*** Passage shown Section Begins ***

The fever, anemia, circulatory changes, and immunopathologic phenomena characteristic of malaria are all the result of erythrocytic invasion by the plasmodia.
Fever, the hallmark of malaria, appears to be initiated by the process of RBC rupture that leads to the liberation of a new generation of merozoites (sporulation). To date, all attempts to detect the factor(s) mediating the fever have been unsuccessful. It is possi-ble that parasite-derived pyrogens are released at the time of sporulation; alternatively, the fever might result from the release of interleukin-1 (IL-1) and/or tumor necrosis factor (TNF) from macrophages involved in the ingestion of parasitic or erythrocytic debris. Early in malaria, RBCs appear to be infected with malarial parasites at several different stages of development, each inducing sporulation at a different time. The resulting fever is irregular and hectic. Because temperatures in excess of 40°C destroy mature parasites, a single population eventually emerges, sporulation is synchronized, and fever occurs in distinct paroxysms at 48-hour or, in the case of P. malariae, 72-hour intervals. Periodicity is seldom seen in patients who are rapidly diagnosed and treated.

*** Passage shown Section Ends ***
*** Dataset excerpts Section Begins ***

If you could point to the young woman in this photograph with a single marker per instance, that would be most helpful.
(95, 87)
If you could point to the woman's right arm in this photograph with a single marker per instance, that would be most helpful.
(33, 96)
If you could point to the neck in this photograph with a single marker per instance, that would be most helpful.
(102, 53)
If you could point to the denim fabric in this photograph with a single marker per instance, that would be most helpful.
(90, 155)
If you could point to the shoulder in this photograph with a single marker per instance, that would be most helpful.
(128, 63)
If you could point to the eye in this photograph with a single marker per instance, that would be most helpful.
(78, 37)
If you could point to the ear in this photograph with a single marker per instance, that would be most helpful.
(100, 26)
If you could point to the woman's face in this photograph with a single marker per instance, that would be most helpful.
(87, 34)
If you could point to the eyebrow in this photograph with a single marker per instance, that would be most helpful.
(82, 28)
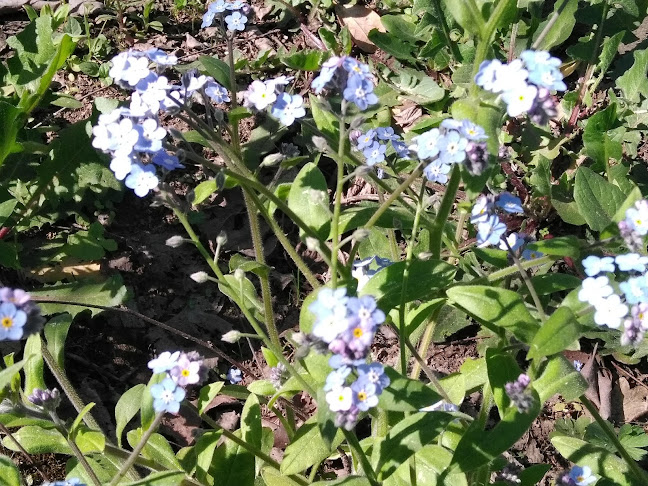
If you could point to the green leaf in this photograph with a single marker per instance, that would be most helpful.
(39, 440)
(308, 448)
(556, 334)
(425, 279)
(559, 376)
(405, 395)
(305, 60)
(561, 246)
(217, 69)
(34, 377)
(468, 18)
(56, 331)
(9, 475)
(598, 200)
(634, 83)
(561, 29)
(157, 449)
(207, 394)
(601, 145)
(109, 292)
(495, 308)
(127, 407)
(408, 437)
(602, 462)
(308, 198)
(478, 447)
(392, 45)
(164, 478)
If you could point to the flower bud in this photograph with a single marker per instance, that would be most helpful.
(200, 277)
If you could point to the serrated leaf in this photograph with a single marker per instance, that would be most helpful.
(307, 448)
(495, 308)
(598, 200)
(109, 292)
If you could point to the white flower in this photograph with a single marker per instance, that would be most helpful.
(595, 265)
(594, 289)
(164, 362)
(610, 311)
(340, 399)
(520, 99)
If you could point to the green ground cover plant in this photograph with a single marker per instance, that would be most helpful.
(510, 137)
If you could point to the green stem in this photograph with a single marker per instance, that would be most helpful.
(424, 344)
(68, 389)
(527, 281)
(60, 426)
(264, 278)
(436, 232)
(550, 24)
(408, 263)
(138, 448)
(362, 457)
(248, 315)
(232, 73)
(339, 188)
(639, 473)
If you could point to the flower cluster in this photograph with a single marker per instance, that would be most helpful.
(490, 228)
(578, 476)
(348, 325)
(454, 142)
(362, 272)
(525, 84)
(19, 315)
(350, 77)
(635, 226)
(374, 143)
(610, 307)
(182, 370)
(518, 393)
(285, 107)
(134, 135)
(236, 11)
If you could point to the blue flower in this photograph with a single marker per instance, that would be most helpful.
(509, 203)
(364, 394)
(437, 171)
(631, 261)
(167, 396)
(375, 153)
(427, 144)
(594, 265)
(12, 321)
(234, 375)
(452, 148)
(142, 179)
(287, 108)
(359, 90)
(236, 21)
(490, 231)
(366, 139)
(582, 476)
(374, 373)
(337, 378)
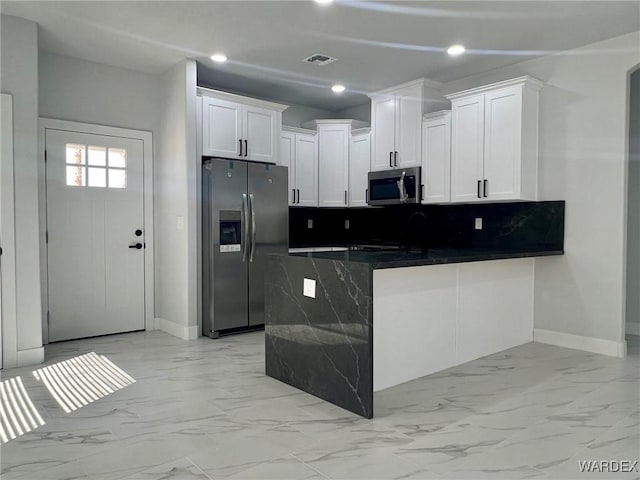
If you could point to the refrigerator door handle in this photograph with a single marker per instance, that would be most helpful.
(253, 228)
(245, 224)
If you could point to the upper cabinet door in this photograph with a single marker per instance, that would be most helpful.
(287, 159)
(333, 165)
(467, 148)
(436, 159)
(221, 128)
(408, 127)
(306, 170)
(382, 132)
(359, 161)
(502, 145)
(260, 135)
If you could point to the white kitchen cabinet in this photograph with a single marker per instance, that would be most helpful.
(299, 152)
(494, 141)
(359, 164)
(436, 157)
(240, 127)
(382, 132)
(333, 164)
(396, 124)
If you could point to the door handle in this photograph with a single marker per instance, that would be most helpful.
(253, 228)
(245, 223)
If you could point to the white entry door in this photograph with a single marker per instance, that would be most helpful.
(95, 231)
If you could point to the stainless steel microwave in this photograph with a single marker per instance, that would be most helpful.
(392, 187)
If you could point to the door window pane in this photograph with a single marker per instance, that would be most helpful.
(117, 157)
(97, 177)
(76, 176)
(97, 157)
(75, 154)
(117, 178)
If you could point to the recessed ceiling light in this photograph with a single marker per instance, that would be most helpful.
(219, 58)
(455, 50)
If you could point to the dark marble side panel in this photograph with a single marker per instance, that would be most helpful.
(321, 345)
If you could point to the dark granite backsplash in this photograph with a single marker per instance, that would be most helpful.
(517, 225)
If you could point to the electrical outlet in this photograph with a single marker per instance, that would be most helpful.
(309, 288)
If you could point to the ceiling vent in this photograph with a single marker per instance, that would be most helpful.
(320, 59)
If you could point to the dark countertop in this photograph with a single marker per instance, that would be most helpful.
(395, 258)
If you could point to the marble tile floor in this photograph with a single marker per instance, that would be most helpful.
(205, 410)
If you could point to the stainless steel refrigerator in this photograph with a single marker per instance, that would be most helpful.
(245, 216)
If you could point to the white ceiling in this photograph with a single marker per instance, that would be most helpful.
(378, 44)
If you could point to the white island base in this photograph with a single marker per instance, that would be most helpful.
(434, 317)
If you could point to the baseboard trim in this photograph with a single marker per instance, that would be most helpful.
(181, 331)
(30, 356)
(578, 342)
(633, 328)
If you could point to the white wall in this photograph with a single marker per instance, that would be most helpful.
(19, 77)
(174, 206)
(296, 115)
(582, 160)
(633, 211)
(359, 112)
(89, 92)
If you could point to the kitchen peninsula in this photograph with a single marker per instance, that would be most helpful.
(342, 325)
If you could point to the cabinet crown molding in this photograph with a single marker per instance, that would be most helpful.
(305, 131)
(425, 82)
(314, 124)
(232, 97)
(436, 115)
(525, 81)
(360, 131)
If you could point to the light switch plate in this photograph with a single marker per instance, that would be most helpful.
(309, 288)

*** Dataset excerpts Section Ends ***

■ **Problem requirements**
Can you repeat, word for word, the part of the malaria passage that opens with the words containing "The fever, anemia, circulatory" and closes with "by the plasmodia."?

■ **Response to this exercise**
The fever, anemia, circulatory changes, and immunopathologic phenomena characteristic of malaria are all the result of erythrocytic invasion by the plasmodia.